***** SOURCE TEXT

Great analysis of a movement, Doug. It’s amazing how fast things can happen when enough people get behind it. The Fight for Fifteen has been successful, but, as Michael-Leonard says, workers need the $15 an hour now not 5 years from now.
Now let’s get behind a movement to tax Wall Street, and Fight Inequality by giving everybody a Guaranteed Basic Income. And let’s elect Bernie Sanders, the only guy who’s talking sense about the American economy.
Amen.
Well said, Doug. Wages high enough that people can live — and raise healthy kids and spend money at local stores — are indeed common sense. And yes we do need that now, if not yesterday. Can I add a relevant promo? This is exactly what CPI fights for locally, and our fundraiser on Oct. 1st should be a lot of fun, not to mention crucial to our budget. Get your tix: http://www.onlinecpi.org
Take it from a bank CEO: Tellers deserve $15 an hour, too
in theory a higher minimum wage sounds great – & i too have been a proponent…
… however, the reality is that costs generally rise to obliterate the gains, even more jobs are eliminated/ exported when possible, & those who are disabled, those on small pensions, & the homeless – are squeezed even harder.
nice, eh?
as i understand it Australia has a $25hr min wage, but high costs, weak currency value, & a basic 3br bungalow starts around $1 million.
the actual wage rate itself isn’t as much the problem – as the wage & wealth disparity between the uber-greedy 1%ers+ & everyone else.

**********
***** RECORD SET

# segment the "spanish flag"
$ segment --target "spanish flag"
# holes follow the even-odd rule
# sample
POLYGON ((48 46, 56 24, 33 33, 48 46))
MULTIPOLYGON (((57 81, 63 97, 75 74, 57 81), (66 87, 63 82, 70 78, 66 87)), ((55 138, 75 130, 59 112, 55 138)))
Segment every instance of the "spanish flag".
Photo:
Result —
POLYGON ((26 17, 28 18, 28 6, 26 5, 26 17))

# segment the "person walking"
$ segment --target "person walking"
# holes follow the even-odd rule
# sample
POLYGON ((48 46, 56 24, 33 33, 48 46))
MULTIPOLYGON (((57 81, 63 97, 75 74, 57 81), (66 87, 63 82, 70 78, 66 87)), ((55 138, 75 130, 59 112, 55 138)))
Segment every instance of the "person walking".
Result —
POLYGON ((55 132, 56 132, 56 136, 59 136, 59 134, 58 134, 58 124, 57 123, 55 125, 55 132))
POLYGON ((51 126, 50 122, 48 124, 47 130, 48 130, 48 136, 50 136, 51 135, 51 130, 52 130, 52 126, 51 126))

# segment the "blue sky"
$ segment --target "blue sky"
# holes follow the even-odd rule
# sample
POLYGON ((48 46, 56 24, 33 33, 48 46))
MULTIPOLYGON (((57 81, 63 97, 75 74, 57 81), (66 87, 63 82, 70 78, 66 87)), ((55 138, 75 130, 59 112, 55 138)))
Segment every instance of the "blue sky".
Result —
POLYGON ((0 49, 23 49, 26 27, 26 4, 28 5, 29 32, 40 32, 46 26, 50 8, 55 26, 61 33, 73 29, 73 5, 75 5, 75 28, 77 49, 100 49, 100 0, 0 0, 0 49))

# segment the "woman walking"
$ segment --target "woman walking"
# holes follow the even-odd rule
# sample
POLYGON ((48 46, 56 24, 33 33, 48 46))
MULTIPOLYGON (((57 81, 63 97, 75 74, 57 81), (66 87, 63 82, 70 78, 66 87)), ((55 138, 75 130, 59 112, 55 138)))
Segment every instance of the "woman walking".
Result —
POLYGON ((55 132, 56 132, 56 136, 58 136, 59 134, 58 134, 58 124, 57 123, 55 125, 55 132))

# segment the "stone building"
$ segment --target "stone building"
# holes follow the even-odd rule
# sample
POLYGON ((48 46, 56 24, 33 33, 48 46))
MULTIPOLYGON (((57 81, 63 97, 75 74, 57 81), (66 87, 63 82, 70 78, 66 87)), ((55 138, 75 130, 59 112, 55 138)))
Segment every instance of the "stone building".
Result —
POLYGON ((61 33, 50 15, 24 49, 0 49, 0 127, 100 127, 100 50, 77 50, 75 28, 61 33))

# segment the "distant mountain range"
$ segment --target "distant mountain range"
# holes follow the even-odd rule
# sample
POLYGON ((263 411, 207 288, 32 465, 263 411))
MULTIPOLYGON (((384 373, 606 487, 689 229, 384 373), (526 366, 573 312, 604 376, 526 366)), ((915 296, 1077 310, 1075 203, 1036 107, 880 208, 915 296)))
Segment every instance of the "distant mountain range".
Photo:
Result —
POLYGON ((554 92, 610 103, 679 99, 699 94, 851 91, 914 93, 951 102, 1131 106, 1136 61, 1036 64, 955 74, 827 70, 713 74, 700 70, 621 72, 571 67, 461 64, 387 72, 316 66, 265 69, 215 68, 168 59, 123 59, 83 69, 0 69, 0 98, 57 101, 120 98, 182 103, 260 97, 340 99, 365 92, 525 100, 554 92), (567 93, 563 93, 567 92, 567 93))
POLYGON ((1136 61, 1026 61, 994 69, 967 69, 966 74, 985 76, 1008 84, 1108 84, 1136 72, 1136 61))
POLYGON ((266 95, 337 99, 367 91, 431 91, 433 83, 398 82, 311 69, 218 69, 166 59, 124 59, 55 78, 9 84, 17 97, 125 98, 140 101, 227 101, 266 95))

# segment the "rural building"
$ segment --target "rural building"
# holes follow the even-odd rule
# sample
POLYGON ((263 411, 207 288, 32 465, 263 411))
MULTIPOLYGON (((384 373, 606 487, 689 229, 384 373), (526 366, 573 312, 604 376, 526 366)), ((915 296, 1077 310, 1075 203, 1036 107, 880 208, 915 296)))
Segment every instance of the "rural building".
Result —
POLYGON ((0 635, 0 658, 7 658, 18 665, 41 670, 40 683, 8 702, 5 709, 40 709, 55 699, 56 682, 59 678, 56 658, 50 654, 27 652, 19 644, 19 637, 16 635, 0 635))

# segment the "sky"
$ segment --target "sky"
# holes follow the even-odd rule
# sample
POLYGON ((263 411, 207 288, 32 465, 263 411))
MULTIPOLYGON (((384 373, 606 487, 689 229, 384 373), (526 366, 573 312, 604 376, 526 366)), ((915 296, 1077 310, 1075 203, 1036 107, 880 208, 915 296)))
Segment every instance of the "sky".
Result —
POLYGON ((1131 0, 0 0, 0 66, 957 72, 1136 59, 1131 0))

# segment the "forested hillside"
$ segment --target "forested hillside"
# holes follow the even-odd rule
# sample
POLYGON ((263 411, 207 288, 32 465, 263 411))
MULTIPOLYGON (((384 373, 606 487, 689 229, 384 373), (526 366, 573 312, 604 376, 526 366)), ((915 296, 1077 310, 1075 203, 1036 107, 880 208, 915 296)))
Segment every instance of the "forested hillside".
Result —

**********

# TASK DESCRIPTION
Please list every person named in the minimum wage comments.

# EXERCISE RESPONSE
Doug, Michael-Leonard, Bernie Sanders